Text shown:
____________________

EXP-0072026-04-08

Shadow Distributions Reveal Pragmatic Meaning in Suppressed Tokens (Derrida)

#shadow-distributions #pragmatics #euphemism #irony #llm-internals #qwen #philosophy #distributional-semantics

Question

Does the suppressed part of a language model's output distribution (the non-argmax tokens) carry pragmatic and social meaning that the chosen tokens don't?

Setup

Model: Qwen2.5-7B (4-bit quantized) on RTX 3060 Ti (8 GB). Four analysis parts: (A) shadow narratives — generate text by following top-2 token at each step instead of top-1; (B) shadow divergence — compute Jensen-Shannon divergence on 14 minimal pairs across full distribution vs shadow-only (excluding top-1), measure amplification ratio; (C) entropy geography — per-token entropy across 8 text genres; (D) trace analysis — compare surface vs shadow JSD for negation, hedging, irony, quantifiers, and temporal shifts.

Results

Pair Type	JSD Full Distribution	JSD Shadow Only	Amplification
Corporate euphemism (let go / fired)	0.088	0.215	2.45x
Register shift (passed away / died)	0.033	0.076	2.30x
Effort implicature (managed to / did)	0.058	0.104	1.80x
Modal hedging (may be unsafe / is unsafe)	0.120	0.208	1.73x
Irony vs literal (wonderful day in traffic / traffic is terrible)	0.149	0.247	1.66x
Hedged vs bare request	0.186	0.264	1.42x
Hint vs command	0.174	0.227	1.31x
Sarcasm vs neutral	0.187	0.233	1.25x
Negation vs affirmation (not guilty / innocent)	0.008	0.009	1.13x
Active vs passive voice	0.078	0.091	1.17x
Agentless passive (mistakes were made / CEO made mistakes)	0.206	0.189	0.92x (dampened)

Key findings

Euphemism and register shifts amplify maximally in the shadow (2.3-2.5x). 'Let go' vs 'fired' differ modestly on the surface but diverge dramatically in what they suppress — the model encodes taboo alternatives without expressing them.
Irony amplifies 1.66x — the literal meaning persists in the shadow distribution even when the model outputs the ironic interpretation.
Pure semantic equivalences (negation, active/passive) don't amplify (<1.2x). Shadow amplification specifically detects pragmatic and social layers of meaning, not denotational semantics.
8 of 14 minimal pairs showed amplification >1.2x. Mean amplification across all pairs: 1.47x. Only one pair showed dampening (agentless passive at 0.92x), where surface JSD was already maximal (0.206).

____________________

Exercise objective: Please reproduce the stretch of the shadow-distribution write-up from "EXP-0072026-04-08" through "chosen tokens don't?".

[Localization data, one point per instance]
____________________

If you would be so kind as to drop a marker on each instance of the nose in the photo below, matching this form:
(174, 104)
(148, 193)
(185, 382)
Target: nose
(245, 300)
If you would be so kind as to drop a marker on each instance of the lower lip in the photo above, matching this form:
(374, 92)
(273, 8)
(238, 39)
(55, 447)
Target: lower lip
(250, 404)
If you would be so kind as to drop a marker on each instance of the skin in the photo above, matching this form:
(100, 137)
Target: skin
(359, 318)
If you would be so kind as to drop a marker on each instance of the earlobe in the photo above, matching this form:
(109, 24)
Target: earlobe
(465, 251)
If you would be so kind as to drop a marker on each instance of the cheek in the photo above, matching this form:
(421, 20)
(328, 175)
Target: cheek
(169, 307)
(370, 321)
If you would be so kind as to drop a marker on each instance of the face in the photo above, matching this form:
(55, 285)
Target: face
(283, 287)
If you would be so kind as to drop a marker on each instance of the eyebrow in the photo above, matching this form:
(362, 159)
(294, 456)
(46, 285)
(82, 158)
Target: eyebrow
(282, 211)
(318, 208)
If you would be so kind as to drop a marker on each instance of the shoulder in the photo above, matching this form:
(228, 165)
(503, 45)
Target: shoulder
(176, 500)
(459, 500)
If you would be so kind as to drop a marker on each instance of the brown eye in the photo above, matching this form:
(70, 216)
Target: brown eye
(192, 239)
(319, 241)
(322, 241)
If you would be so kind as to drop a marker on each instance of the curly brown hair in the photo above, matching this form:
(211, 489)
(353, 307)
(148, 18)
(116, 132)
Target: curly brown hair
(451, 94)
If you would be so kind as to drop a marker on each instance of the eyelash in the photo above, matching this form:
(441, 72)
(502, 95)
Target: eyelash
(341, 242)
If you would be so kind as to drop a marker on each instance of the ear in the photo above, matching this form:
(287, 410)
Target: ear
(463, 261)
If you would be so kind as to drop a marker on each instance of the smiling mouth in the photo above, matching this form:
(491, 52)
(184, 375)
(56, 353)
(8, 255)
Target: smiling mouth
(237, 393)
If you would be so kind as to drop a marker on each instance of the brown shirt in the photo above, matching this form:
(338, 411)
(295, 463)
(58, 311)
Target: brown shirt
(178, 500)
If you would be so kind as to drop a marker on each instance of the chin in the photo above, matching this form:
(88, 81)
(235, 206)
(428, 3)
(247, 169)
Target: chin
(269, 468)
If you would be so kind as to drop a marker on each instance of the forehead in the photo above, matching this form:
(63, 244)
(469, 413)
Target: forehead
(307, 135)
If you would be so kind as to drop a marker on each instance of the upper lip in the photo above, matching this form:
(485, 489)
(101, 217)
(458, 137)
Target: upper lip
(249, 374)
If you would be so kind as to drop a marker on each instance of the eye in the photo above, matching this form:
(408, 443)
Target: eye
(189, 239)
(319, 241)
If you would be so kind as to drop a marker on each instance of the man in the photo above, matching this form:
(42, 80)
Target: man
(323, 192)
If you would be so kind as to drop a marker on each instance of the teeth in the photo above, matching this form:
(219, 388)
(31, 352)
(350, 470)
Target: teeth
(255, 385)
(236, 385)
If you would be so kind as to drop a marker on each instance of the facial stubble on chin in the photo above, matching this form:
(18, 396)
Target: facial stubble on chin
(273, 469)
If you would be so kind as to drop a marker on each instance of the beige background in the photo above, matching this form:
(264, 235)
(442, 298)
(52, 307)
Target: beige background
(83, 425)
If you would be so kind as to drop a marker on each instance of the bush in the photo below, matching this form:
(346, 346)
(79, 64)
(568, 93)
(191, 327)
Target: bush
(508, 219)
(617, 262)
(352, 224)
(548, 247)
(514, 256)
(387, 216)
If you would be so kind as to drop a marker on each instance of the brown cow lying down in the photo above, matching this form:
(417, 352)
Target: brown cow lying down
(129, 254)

____________________

Answer to this problem:
EXP-0072026-04-08

Shadow Distributions Reveal Pragmatic Meaning in Suppressed Tokens (Derrida)

#shadow-distributions #pragmatics #euphemism #irony #llm-internals #qwen #philosophy #distributional-semantics

Question

Does the suppressed part of a language model's output distribution (the non-argmax tokens) carry pragmatic and social meaning that the chosen tokens don't?